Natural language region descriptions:
[Start of section]

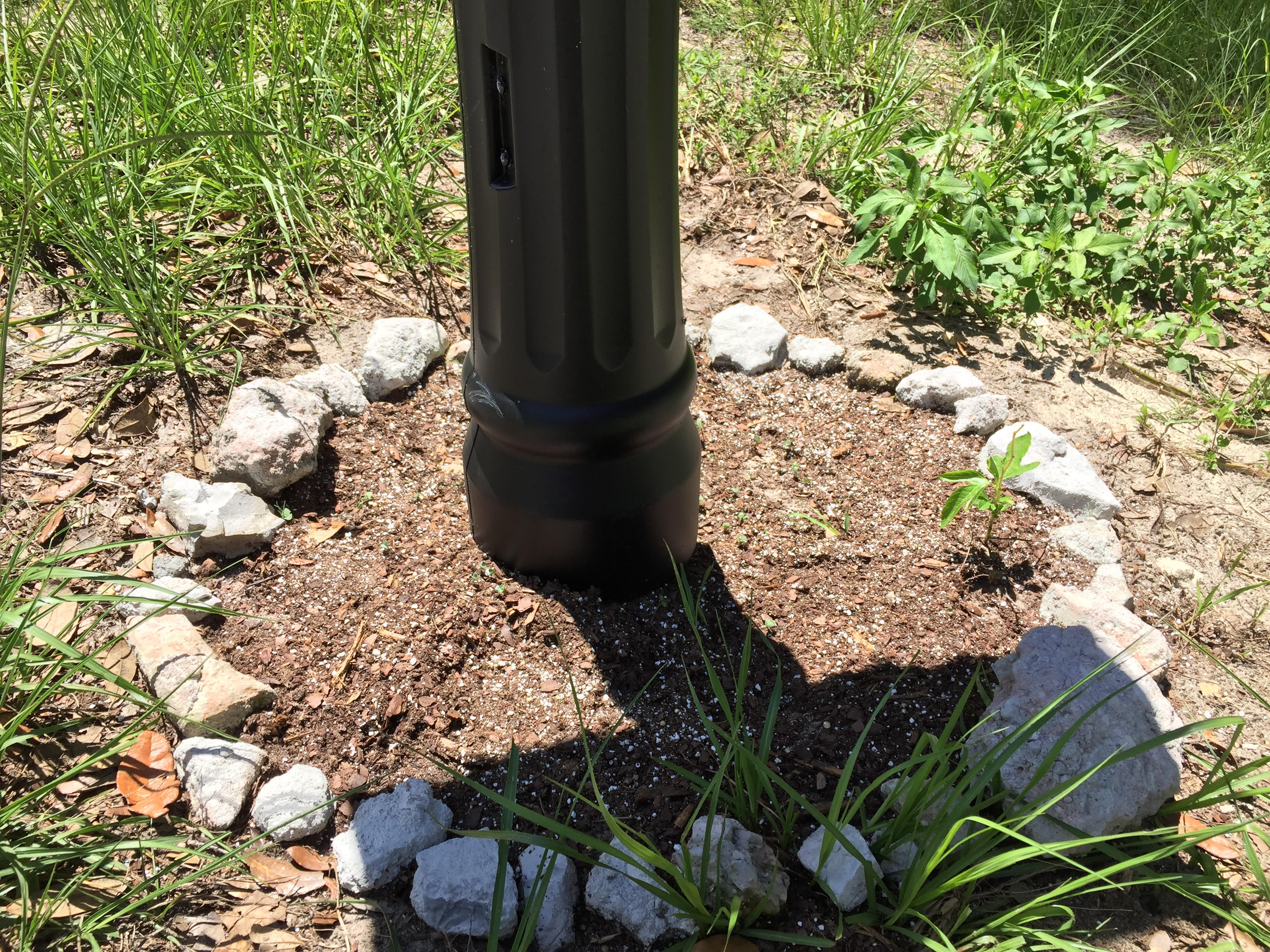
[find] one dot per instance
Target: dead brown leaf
(148, 776)
(1218, 847)
(276, 940)
(824, 217)
(35, 413)
(1246, 942)
(396, 704)
(285, 879)
(318, 535)
(144, 556)
(138, 421)
(120, 662)
(69, 427)
(261, 913)
(82, 479)
(61, 620)
(308, 860)
(803, 189)
(51, 525)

[End of section]

DIRECTIONS:
Return each entry exactly as it stands above, apart from any images.

RESULT FOR THIS TASK:
[find] one dot per instance
Target: dead brown leaf
(148, 776)
(1218, 847)
(276, 940)
(824, 217)
(35, 413)
(1246, 942)
(396, 704)
(285, 879)
(318, 535)
(144, 556)
(138, 421)
(120, 662)
(69, 427)
(261, 913)
(82, 479)
(61, 620)
(308, 860)
(803, 189)
(51, 525)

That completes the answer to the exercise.